**What this exercise asks:**
a) Answer the following questions using the case study below, one answer per line, marked as the questions are:
(i) In which two provinces does the company have locations?
(ii) Which critical function was missing entirely from the company?
(iii) To which firm did the company turn for help with its hiring?
b) According to the case study below, why did the client have no established process for sourcing, screening, or securing specialized technical talent? Respond in one to three sentences.
c) Reproduce the passage of the case study below from "THE CLIENT: A" to "industrial hubs alike.".

**Given text:**
THE CLIENT: A Canadian Industrial Process Solutions Leader
A leading distributor and integrated solutions provider of industrial process equipment, this Canadian organization serves the oil and gas, petrochemical, mining, power generation, and municipal sectors from multiple locations across Alberta and British Columbia, including offices in major urban centers and remote industrial hubs alike.
With several specialized divisions spanning analytical instrumentation, boilers, valves, power products, and more, the company delivers mission-critical equipment and 24/7 field service to some of the country’s most demanding industrial environments. Growth was steady, the client list was expanding, but one critical function was missing entirely: internal talent acquisition.
When the need arose to fill highly specialized roles across multiple divisions and geographies, the company turned to ML6 Search + Talent Advisory for help.
THE CHALLENGE: Specialized Roles, Scarce Talent, and No Internal Recruiting Function
With no dedicated talent acquisition team in place, the client had no established process for sourcing, screening, or securing specialized technical talent. Hiring had historically been reactive and informal, and the market was not forgiving.

**Material provided:**
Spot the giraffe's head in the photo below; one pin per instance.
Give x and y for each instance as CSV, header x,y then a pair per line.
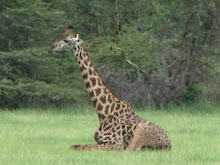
x,y
68,40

**Task-by-task outputs:**
a)
(i) Alberta and British Columbia.
(ii) Internal talent acquisition.
(iii) ML6 Search + Talent Advisory.

b) The client had no established process because it had no dedicated talent acquisition team in place. Its hiring had historically been reactive and informal.

c)
THE CLIENT: A Canadian Industrial Process Solutions Leader
A leading distributor and integrated solutions provider of industrial process equipment, this Canadian organization serves the oil and gas, petrochemical, mining, power generation, and municipal sectors from multiple locations across Alberta and British Columbia, including offices in major urban centers and remote industrial hubs alike.